INSTRUCTIONS =
a) According to the Conlon Hall article below, how many of the 13 tested rooms failed to meet the ventilation standards?
b) In the Conlon Hall article below, copy the passage that opens with the words containing "Air purifiers have" and closes with "standard foundational settling.".

TEXT PROVIDED =
****************
Conlon Hall: A Cause for Concern?


Andrew Esielionis

Andrew Esielionis, Staff Writer

In April of 2021, faculty of Conlon Hall met with the President of Fitchburg State University, Richard S. Lapidus, to talk about various safety concerns in the building, including air quality and structural viability.

Rala Diakite, President of Fitchburg State’s faculty union, says that “[Conlon Hall] has had renovations, but not deep, structural renovations like some other buildings have. It is an older building with some issues.” Conlon Hall was built in 1975, according to Jay Bry, Vice President of the university’s Finance and Administration Department.

In July of 2021, the union employed a team of “environmental workplace safety engineers” from the Massachusetts Teacher’s Association to test 13 rooms in Conlon Hall to make sure that ventilation meets certain standards set by the American Society of Heating, Refrigerating, and Air-Conditioning Engineers. 10 of 13 of the tested rooms did not meet these standards.

“These are standards, not laws.” Diakite notes. “They need four complete air changes per hour. We didn’t seem to have that in a lot of the rooms.” 

Air purifiers have since been installed in the rooms that failed testing.

“Ventilation is a serious workplace issue, it can really, over the long term, have effects on health. It’s our belief that the state universities should have healthy buildings for students to enjoy while they’re studying, for faculty and staff to work in.” Diakite stresses the importance of this issue, especially in the age of COVID-19. The union continues to advocate for the installation of higher-quality air filtration.

The question of Conlon Hall’s structural integrity comes from physical cracks in the walls of the building. According to Jay Bry, the cracks are not new. Some may have been there for nearly two decades, as a result of standard foundational settling.

From 2005-2008, Gale Associates, Inc. worked with Fitchburg State University to conduct a campus-wide structural study. The firm found “no indication of on-going settlement that affects the structural integrity of [Conlon Hall].”
****************
THE DATA =
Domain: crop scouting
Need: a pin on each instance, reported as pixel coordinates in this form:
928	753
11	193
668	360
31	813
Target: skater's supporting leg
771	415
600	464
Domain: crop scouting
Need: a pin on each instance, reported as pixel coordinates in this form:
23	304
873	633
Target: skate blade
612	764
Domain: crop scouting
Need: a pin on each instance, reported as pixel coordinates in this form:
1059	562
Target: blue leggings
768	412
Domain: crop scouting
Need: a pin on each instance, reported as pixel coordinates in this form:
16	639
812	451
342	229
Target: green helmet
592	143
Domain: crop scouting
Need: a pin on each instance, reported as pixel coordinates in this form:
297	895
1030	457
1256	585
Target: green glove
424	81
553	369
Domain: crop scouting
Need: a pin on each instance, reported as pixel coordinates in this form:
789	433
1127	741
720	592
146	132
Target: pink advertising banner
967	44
****************
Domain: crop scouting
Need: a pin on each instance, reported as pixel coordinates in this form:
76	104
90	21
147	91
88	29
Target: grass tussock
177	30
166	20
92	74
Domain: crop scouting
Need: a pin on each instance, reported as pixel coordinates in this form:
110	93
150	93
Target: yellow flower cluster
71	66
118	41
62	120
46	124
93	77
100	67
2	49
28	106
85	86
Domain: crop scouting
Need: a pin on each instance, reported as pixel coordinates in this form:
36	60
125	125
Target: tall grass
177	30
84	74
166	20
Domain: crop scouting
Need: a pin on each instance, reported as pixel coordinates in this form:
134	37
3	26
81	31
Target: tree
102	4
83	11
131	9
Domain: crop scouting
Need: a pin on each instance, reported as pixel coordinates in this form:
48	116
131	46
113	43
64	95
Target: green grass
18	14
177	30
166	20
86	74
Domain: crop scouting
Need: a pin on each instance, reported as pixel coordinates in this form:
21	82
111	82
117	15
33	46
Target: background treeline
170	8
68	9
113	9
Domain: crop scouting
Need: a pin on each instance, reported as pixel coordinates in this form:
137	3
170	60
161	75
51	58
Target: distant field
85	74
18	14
****************
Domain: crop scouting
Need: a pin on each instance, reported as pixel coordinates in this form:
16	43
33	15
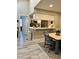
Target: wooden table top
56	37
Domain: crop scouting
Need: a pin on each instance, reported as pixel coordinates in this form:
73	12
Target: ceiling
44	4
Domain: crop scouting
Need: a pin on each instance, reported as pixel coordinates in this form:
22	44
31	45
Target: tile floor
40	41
****************
EXERCISE RESULTS =
a) 10 of the 13 rooms.

b)
Air purifiers have since been installed in the rooms that failed testing.

“Ventilation is a serious workplace issue, it can really, over the long term, have effects on health. It’s our belief that the state universities should have healthy buildings for students to enjoy while they’re studying, for faculty and staff to work in.” Diakite stresses the importance of this issue, especially in the age of COVID-19. The union continues to advocate for the installation of higher-quality air filtration.

The question of Conlon Hall’s structural integrity comes from physical cracks in the walls of the building. According to Jay Bry, the cracks are not new. Some may have been there for nearly two decades, as a result of standard foundational settling.